/---

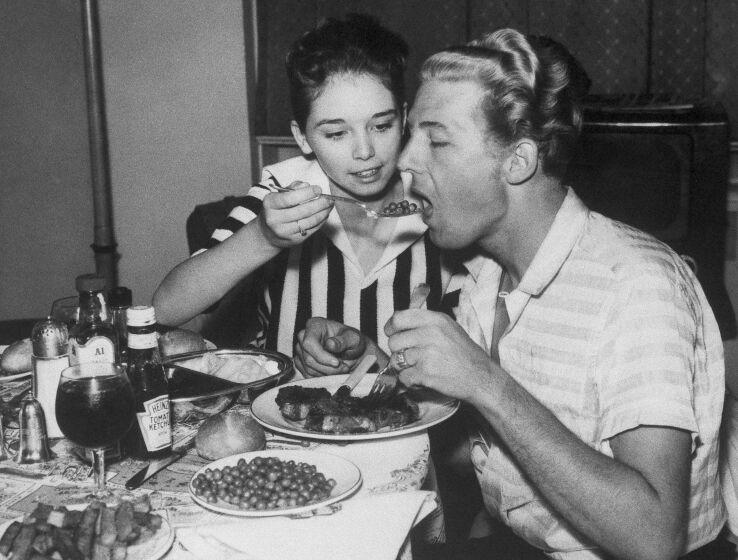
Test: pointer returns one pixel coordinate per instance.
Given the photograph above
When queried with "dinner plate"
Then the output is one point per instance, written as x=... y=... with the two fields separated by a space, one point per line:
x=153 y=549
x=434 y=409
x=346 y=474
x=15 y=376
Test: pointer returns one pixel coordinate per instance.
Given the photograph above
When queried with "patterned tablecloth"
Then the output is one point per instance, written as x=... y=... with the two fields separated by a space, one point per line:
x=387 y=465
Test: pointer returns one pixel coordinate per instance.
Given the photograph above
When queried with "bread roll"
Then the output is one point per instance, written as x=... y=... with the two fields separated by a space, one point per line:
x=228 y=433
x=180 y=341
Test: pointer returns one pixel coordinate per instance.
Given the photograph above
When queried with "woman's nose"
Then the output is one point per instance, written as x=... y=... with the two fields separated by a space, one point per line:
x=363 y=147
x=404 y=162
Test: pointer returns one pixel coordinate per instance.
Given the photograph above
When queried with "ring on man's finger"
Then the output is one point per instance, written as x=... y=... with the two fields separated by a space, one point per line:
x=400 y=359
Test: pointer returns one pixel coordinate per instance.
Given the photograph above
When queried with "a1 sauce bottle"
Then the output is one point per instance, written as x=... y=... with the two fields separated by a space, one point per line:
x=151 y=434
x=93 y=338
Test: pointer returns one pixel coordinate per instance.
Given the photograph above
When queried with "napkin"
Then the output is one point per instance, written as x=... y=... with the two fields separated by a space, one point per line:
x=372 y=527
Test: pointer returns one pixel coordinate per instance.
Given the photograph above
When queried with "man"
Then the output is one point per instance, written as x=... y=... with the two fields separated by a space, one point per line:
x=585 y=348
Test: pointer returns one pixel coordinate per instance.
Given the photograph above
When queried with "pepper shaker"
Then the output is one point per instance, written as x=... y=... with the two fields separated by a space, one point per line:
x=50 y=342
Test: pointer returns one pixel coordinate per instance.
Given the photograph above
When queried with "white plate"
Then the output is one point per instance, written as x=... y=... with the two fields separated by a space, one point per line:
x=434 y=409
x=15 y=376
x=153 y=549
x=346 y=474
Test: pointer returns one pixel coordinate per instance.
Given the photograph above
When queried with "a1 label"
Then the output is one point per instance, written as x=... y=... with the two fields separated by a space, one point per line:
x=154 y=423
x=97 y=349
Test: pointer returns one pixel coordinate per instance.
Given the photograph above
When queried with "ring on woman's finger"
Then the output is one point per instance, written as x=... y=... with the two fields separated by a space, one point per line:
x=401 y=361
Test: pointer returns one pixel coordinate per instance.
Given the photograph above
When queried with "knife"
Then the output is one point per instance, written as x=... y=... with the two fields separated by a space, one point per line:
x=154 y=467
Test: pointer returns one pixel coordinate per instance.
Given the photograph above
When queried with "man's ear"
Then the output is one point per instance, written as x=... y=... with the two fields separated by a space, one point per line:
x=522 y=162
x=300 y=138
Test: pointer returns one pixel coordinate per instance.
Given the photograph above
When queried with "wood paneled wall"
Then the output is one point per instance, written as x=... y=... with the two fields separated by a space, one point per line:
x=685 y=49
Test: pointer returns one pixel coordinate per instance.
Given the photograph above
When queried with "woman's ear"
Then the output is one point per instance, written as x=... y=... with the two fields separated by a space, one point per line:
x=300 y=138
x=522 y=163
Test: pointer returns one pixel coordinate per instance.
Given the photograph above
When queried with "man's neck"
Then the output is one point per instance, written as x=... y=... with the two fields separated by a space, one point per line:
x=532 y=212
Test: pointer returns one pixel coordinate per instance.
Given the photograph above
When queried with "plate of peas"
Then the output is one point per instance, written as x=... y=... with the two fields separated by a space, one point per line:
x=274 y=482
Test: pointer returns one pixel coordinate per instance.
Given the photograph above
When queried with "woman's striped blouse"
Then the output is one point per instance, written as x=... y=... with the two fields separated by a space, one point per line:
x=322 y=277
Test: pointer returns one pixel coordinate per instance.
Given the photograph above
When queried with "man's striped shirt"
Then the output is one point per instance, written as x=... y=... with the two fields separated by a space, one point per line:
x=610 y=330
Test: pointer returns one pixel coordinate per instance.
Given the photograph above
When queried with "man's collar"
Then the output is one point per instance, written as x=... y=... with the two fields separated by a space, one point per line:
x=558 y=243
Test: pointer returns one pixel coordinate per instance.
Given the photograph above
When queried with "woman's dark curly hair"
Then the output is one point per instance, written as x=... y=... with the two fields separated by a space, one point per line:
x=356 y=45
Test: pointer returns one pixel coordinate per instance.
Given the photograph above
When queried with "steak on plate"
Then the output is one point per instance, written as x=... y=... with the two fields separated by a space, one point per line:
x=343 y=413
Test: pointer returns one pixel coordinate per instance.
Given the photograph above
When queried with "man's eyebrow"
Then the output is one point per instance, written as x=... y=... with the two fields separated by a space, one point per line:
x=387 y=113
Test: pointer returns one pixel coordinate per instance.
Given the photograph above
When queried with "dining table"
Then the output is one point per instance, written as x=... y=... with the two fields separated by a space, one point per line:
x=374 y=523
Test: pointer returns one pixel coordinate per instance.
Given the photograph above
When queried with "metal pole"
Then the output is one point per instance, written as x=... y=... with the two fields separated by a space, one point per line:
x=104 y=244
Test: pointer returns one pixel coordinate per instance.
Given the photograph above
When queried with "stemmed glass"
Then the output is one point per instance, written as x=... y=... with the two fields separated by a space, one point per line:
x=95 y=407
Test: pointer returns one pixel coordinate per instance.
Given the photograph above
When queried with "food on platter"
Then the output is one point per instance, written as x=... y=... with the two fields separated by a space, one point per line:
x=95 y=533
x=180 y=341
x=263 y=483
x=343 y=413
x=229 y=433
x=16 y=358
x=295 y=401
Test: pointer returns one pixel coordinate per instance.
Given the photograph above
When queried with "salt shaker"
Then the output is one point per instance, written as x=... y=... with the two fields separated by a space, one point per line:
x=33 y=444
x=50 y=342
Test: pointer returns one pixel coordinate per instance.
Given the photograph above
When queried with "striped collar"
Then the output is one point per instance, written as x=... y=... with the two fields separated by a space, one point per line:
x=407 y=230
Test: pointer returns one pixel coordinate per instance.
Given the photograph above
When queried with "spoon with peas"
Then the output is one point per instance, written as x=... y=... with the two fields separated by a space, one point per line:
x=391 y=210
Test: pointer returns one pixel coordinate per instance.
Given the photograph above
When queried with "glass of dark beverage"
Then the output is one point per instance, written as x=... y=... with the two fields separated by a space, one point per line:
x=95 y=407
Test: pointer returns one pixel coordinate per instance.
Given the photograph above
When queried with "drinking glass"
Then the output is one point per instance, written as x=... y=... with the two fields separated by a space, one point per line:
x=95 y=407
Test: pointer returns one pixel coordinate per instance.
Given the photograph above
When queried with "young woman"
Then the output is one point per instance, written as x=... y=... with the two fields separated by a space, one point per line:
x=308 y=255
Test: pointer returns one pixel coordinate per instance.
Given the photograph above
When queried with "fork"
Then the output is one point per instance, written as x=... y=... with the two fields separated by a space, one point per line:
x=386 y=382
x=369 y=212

\---
/---

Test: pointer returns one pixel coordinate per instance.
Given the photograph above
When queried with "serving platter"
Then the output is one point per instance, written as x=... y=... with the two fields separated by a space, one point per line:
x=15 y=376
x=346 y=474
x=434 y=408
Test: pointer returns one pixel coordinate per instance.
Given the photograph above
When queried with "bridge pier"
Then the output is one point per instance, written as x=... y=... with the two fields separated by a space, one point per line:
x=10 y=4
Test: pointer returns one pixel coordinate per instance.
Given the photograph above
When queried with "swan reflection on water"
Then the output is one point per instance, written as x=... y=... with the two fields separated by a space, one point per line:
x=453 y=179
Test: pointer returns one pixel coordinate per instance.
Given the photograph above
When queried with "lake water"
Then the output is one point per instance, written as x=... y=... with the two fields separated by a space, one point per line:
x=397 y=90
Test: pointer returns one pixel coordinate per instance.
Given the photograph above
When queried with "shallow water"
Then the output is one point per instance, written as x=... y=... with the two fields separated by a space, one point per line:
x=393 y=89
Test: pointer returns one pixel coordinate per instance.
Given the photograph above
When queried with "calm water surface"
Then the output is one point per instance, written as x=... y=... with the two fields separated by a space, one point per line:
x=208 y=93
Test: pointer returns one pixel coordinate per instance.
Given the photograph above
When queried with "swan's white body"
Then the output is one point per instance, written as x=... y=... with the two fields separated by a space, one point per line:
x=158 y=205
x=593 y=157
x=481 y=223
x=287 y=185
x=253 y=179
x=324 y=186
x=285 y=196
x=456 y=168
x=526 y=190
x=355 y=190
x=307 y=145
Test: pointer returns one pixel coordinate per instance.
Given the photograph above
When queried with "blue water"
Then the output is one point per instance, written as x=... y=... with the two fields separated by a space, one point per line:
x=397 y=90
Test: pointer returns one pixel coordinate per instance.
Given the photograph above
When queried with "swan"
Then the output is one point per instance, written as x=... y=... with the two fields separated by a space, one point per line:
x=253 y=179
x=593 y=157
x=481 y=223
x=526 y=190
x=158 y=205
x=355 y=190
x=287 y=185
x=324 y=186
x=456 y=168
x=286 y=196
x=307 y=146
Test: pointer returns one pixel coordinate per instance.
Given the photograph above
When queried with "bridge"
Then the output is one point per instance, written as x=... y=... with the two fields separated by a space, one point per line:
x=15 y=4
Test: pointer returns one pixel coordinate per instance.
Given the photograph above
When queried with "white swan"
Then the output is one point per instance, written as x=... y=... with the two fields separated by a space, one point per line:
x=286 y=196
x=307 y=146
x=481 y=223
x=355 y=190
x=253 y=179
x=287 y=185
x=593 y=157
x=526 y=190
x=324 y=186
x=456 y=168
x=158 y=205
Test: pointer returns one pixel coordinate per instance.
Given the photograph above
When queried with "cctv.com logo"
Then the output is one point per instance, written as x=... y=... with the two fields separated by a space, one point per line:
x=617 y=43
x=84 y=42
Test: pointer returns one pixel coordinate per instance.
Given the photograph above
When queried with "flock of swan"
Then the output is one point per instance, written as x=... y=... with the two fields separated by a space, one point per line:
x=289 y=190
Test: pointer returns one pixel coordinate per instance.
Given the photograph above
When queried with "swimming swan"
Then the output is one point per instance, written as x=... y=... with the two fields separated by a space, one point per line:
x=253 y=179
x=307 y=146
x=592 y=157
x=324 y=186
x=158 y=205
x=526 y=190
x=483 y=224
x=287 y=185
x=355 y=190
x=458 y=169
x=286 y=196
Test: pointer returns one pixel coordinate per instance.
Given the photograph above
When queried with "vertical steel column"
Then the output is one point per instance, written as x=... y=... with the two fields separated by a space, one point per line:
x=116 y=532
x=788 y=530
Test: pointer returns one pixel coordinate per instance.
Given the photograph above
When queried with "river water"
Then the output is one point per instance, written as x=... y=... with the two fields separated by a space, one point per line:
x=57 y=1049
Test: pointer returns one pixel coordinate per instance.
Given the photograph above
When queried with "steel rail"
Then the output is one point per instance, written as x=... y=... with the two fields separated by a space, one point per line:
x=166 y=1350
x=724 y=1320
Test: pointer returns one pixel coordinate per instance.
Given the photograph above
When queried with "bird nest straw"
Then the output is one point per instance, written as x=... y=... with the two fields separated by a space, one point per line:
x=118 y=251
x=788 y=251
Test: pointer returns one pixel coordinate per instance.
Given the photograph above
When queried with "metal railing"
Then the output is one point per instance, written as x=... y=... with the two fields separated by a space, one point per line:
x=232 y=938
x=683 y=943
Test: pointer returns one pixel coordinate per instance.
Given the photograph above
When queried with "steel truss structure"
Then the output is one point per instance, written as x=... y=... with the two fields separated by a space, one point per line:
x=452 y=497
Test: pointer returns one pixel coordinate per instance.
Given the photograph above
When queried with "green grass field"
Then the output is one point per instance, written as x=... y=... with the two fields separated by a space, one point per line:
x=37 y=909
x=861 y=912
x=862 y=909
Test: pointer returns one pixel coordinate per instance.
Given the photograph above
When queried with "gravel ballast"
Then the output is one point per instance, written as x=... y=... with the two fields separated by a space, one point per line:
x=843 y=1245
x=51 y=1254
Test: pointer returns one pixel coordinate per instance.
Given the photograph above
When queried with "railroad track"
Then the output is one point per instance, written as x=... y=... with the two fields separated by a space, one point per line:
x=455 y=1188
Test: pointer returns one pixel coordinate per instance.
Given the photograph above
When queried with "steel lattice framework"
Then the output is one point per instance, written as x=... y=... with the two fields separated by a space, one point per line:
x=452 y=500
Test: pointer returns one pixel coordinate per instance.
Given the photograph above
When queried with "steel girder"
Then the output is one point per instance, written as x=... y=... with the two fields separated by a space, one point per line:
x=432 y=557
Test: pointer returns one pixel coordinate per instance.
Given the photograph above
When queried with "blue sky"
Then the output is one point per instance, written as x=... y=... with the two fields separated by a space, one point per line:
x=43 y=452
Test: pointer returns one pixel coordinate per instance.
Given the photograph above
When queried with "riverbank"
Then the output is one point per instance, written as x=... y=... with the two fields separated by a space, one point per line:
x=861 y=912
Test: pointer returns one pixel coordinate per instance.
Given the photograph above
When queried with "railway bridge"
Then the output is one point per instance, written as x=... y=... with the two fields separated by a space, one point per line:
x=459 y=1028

\---
/---

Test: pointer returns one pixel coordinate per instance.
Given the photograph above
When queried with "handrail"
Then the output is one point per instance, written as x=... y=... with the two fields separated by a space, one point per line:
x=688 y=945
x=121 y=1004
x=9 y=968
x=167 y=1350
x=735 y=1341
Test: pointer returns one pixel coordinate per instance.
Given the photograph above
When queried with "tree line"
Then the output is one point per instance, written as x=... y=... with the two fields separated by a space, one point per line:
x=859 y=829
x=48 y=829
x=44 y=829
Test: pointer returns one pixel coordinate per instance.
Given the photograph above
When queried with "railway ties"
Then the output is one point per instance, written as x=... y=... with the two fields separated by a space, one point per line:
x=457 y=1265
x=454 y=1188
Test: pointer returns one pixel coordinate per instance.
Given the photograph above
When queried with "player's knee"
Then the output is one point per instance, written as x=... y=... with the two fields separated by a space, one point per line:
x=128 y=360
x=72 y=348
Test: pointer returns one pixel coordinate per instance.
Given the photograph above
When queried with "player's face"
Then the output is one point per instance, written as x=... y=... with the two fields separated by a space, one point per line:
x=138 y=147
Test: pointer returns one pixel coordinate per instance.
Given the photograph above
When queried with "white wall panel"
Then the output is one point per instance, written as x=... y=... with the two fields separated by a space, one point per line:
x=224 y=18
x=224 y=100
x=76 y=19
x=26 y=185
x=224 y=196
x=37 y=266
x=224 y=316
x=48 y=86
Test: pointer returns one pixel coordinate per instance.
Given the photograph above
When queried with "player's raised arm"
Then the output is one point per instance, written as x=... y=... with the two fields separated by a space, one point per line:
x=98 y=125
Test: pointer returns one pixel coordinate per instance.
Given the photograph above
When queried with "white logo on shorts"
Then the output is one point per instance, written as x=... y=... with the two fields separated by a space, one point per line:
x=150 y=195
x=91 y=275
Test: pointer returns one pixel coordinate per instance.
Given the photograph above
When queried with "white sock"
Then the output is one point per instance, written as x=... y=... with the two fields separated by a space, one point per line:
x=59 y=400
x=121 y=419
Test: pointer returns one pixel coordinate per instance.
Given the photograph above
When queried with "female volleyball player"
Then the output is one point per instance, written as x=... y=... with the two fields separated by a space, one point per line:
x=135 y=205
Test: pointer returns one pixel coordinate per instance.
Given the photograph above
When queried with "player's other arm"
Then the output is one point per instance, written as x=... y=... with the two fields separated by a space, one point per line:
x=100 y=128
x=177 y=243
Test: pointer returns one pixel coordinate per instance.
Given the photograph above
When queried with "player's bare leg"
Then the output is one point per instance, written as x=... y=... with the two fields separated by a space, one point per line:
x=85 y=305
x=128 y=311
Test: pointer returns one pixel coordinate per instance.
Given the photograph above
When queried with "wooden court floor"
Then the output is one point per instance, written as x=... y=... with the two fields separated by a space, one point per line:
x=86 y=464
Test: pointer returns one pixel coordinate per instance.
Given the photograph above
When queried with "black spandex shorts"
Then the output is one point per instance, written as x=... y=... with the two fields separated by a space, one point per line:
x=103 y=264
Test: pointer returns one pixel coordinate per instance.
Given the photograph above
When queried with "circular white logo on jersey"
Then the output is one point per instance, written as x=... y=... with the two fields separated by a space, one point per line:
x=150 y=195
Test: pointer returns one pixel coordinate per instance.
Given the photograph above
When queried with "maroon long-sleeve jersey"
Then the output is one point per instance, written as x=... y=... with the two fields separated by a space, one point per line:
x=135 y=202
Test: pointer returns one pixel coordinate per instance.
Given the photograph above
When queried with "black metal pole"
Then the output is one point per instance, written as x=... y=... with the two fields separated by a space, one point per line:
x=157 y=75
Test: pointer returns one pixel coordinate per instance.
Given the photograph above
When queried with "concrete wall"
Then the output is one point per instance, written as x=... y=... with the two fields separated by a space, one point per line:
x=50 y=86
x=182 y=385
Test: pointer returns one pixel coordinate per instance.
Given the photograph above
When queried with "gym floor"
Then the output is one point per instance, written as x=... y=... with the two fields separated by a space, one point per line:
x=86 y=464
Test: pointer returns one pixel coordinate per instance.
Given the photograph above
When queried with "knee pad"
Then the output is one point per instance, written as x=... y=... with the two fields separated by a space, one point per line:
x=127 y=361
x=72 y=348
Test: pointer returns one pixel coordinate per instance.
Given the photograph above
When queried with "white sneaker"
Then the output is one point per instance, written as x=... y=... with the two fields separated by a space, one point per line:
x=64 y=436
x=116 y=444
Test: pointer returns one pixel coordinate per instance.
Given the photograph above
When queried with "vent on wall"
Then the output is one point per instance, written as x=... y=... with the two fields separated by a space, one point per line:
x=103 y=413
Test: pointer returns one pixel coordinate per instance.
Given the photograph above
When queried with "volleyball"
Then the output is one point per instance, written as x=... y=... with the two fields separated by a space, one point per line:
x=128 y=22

\---

» SET EXERCISE
List each line of the entries above that contains the string "blue". Case counts.

» THE OUTPUT
When queried with "blue water"
When queried with "blue sky"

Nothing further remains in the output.